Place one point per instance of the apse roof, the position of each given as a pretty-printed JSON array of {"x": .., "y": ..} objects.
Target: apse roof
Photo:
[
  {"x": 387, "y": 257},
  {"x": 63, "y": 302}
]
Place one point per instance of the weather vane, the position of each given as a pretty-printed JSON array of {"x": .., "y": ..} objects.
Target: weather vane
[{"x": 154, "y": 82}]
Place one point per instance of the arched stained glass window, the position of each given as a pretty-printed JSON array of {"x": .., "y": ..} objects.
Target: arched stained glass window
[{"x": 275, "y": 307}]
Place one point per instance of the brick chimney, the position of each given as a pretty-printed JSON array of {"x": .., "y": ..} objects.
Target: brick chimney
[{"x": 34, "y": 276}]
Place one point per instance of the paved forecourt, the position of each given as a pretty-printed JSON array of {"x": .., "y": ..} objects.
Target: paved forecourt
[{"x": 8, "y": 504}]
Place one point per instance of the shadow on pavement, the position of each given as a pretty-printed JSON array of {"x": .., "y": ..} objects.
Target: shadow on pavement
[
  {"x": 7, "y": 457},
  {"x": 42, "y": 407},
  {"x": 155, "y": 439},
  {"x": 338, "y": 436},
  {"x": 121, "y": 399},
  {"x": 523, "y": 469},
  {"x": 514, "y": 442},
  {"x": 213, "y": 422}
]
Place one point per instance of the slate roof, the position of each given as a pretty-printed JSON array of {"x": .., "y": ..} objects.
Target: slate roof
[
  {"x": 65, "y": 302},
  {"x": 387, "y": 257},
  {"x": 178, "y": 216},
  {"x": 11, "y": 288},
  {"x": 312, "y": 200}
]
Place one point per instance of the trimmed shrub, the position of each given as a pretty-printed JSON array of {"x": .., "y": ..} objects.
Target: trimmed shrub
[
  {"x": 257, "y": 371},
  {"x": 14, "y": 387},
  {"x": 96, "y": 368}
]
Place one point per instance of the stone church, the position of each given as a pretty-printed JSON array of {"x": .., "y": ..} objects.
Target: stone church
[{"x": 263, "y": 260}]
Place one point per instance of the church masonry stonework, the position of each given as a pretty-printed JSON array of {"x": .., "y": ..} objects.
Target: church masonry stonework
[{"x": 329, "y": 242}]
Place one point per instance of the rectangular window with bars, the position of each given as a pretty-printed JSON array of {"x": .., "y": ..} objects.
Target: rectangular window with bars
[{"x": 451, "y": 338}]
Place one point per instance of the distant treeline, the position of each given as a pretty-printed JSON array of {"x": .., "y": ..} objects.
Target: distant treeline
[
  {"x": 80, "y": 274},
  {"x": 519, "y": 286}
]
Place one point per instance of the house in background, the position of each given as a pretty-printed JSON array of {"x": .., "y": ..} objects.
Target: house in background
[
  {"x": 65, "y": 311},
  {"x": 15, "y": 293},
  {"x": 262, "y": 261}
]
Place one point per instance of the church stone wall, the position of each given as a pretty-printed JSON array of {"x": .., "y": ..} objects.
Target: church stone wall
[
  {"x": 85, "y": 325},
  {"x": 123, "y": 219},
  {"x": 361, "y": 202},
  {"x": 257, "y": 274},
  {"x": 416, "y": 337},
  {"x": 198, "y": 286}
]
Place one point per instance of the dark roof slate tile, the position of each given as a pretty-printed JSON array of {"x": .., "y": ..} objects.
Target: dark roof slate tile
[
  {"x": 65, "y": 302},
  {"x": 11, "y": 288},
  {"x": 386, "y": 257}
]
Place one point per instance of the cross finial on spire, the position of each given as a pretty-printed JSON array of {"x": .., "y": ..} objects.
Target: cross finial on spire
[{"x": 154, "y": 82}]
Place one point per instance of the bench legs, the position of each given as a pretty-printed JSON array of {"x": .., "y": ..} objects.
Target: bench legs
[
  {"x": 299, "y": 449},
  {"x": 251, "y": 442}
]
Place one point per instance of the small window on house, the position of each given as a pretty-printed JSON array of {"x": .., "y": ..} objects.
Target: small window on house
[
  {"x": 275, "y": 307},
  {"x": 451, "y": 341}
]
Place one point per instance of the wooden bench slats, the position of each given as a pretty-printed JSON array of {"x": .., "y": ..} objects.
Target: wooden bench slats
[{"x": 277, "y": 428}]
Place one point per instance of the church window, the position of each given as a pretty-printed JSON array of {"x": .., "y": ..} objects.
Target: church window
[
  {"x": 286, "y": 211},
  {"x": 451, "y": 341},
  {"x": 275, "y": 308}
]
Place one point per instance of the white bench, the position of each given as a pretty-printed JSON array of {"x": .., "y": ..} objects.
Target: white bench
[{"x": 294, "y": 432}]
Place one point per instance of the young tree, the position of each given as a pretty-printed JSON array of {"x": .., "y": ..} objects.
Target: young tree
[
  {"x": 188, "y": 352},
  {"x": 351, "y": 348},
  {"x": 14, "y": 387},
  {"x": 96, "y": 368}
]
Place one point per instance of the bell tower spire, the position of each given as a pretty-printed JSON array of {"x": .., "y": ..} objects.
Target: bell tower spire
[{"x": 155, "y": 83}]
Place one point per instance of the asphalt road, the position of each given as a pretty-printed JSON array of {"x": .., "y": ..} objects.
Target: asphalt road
========================================================================
_What is needed_.
Check every line of the entries for the string "road". Give only the number of lines that hold it.

_Output_.
2